Records from a dataset
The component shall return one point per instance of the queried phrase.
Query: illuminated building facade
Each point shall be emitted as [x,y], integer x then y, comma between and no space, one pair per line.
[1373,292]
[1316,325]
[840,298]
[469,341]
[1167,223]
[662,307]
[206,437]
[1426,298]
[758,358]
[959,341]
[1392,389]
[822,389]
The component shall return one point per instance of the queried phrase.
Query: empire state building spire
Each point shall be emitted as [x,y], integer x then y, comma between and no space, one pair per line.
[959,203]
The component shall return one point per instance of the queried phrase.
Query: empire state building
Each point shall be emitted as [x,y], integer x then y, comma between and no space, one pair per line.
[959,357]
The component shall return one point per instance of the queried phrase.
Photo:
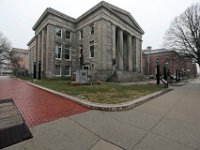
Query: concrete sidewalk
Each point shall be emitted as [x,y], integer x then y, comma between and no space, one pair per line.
[168,122]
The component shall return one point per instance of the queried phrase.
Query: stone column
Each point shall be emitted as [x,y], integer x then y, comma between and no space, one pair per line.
[35,51]
[113,41]
[130,51]
[134,53]
[50,49]
[42,50]
[140,48]
[120,49]
[39,47]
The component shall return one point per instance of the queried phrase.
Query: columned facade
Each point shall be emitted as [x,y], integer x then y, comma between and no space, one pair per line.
[125,50]
[109,42]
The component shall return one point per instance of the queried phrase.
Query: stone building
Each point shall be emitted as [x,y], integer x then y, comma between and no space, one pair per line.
[169,58]
[108,37]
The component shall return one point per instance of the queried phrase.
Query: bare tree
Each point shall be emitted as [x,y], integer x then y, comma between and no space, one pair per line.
[184,34]
[5,48]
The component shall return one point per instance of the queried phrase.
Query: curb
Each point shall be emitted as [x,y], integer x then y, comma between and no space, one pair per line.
[106,107]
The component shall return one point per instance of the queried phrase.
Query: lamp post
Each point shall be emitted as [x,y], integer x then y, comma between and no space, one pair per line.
[39,70]
[165,71]
[158,71]
[34,70]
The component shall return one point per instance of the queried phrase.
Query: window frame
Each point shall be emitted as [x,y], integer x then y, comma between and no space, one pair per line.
[68,34]
[67,47]
[80,34]
[58,75]
[92,45]
[58,45]
[59,29]
[67,75]
[92,29]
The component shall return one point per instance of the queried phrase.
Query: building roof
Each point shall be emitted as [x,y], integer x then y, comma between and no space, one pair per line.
[122,14]
[19,50]
[157,51]
[54,12]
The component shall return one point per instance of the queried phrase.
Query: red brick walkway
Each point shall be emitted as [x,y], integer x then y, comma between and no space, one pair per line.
[37,106]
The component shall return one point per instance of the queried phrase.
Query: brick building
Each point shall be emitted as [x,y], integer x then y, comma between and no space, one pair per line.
[169,58]
[108,37]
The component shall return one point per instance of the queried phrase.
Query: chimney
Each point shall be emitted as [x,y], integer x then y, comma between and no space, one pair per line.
[149,48]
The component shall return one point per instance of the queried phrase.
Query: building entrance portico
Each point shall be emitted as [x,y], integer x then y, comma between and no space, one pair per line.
[109,37]
[124,50]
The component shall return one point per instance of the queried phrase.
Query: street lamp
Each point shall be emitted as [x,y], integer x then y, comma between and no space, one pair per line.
[158,71]
[165,71]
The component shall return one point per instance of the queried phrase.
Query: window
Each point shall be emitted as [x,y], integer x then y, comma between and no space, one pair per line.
[92,29]
[92,68]
[67,70]
[81,50]
[92,49]
[58,51]
[67,53]
[59,32]
[68,35]
[81,34]
[57,70]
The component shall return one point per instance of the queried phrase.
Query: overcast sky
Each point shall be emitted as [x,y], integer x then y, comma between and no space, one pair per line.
[17,17]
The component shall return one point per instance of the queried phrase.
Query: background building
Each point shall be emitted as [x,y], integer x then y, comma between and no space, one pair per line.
[169,58]
[22,58]
[107,37]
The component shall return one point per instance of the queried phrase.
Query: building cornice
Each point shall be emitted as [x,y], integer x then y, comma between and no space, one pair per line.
[102,4]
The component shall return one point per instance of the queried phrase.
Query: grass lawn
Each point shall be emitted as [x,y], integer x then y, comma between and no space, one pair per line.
[109,93]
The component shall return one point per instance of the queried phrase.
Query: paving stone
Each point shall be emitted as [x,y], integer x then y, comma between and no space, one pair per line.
[135,118]
[7,114]
[109,129]
[7,108]
[10,121]
[62,134]
[102,145]
[6,104]
[37,106]
[156,142]
[186,133]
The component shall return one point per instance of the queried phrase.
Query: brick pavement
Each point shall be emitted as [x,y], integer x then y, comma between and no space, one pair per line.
[37,106]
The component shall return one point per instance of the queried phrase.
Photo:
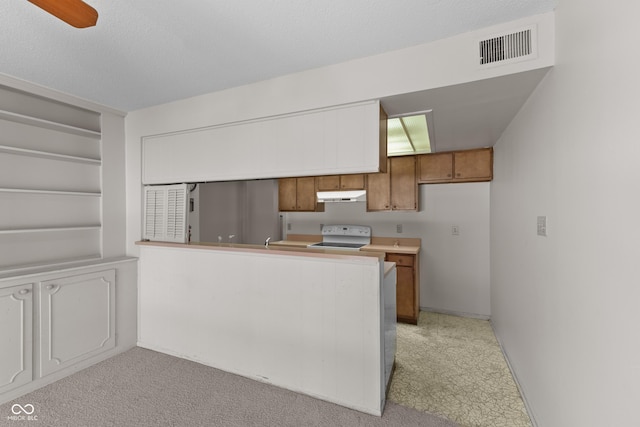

## Your instructions
Report every line in the records above that contains the word "facade".

## Worked answer
Query: illuminated building facade
Query: columned facade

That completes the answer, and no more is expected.